**WHAT TO WORK ON:**
Copy the items below word for word, starting with the line that contains "det: shoulder" and going on through the line that contains "(329, 450), (365, 468)", including both of those lines.

**SUPPLIED MATERIAL:**
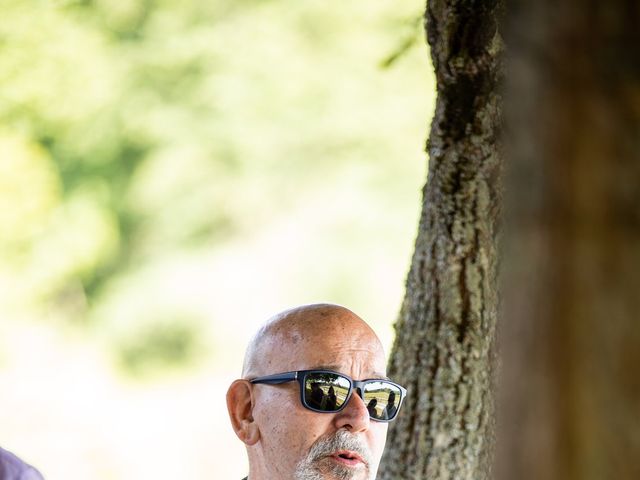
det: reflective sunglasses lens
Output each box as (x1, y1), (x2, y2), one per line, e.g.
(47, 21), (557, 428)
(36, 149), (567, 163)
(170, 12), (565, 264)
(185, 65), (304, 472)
(363, 381), (402, 420)
(304, 372), (351, 412)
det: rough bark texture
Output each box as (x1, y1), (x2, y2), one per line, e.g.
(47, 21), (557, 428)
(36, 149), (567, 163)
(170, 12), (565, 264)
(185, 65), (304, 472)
(498, 0), (640, 480)
(378, 0), (501, 480)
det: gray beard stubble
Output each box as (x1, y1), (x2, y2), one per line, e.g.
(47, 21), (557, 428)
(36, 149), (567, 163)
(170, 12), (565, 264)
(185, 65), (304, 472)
(293, 430), (374, 480)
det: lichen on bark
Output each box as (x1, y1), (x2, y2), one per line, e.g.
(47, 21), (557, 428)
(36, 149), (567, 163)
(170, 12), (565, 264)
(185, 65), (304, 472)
(379, 0), (502, 480)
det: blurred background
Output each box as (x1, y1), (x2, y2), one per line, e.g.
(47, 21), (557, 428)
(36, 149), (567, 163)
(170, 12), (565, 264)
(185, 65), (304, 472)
(0, 0), (435, 480)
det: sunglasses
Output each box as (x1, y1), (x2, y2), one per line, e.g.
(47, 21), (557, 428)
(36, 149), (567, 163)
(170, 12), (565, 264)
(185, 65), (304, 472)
(250, 370), (407, 422)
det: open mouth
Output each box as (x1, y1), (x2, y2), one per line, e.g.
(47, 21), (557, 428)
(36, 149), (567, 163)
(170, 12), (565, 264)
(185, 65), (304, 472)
(331, 450), (364, 467)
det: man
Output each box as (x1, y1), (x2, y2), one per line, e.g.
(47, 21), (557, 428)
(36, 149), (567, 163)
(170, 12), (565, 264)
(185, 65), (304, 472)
(0, 448), (43, 480)
(227, 304), (406, 480)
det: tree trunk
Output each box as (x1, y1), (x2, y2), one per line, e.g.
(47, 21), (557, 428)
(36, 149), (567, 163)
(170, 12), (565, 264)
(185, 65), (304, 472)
(498, 0), (640, 480)
(379, 0), (501, 480)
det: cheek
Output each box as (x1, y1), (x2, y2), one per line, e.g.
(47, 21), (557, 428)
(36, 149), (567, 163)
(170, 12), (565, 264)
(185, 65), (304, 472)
(254, 391), (331, 465)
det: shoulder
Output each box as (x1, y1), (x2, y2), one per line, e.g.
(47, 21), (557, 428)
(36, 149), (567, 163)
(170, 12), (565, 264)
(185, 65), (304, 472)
(0, 448), (43, 480)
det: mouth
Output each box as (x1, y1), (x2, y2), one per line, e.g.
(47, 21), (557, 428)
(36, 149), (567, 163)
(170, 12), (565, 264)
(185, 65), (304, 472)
(329, 450), (365, 468)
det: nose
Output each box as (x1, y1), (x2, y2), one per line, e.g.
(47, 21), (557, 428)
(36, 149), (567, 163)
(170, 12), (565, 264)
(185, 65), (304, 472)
(335, 391), (371, 433)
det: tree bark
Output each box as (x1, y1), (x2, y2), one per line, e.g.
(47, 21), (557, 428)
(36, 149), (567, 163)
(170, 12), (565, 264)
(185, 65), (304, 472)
(379, 0), (501, 480)
(498, 0), (640, 480)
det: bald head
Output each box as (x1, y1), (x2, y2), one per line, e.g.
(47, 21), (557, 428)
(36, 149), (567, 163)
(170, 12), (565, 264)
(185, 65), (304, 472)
(227, 304), (388, 480)
(242, 303), (384, 378)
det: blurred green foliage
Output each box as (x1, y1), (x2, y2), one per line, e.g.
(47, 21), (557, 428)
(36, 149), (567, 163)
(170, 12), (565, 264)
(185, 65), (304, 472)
(0, 0), (430, 371)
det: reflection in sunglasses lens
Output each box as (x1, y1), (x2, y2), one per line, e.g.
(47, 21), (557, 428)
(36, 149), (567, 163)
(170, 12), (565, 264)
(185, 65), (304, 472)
(304, 372), (351, 412)
(363, 381), (401, 420)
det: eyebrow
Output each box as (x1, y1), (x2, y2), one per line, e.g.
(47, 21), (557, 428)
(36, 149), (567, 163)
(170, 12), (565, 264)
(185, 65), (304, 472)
(313, 365), (391, 381)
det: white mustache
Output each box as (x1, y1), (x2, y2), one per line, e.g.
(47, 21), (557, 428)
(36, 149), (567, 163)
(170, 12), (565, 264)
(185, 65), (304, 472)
(309, 430), (373, 466)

**EXPECTED ANSWER:**
det: shoulder
Output each box as (x1, y1), (x2, y2), one per line, e.g.
(47, 21), (557, 428)
(36, 149), (567, 163)
(170, 12), (565, 264)
(185, 65), (304, 472)
(0, 448), (43, 480)
det: mouth
Output each box as (x1, y1), (x2, y2), one per line, e.g.
(47, 21), (557, 428)
(36, 149), (567, 163)
(170, 12), (565, 264)
(185, 65), (304, 472)
(329, 450), (365, 468)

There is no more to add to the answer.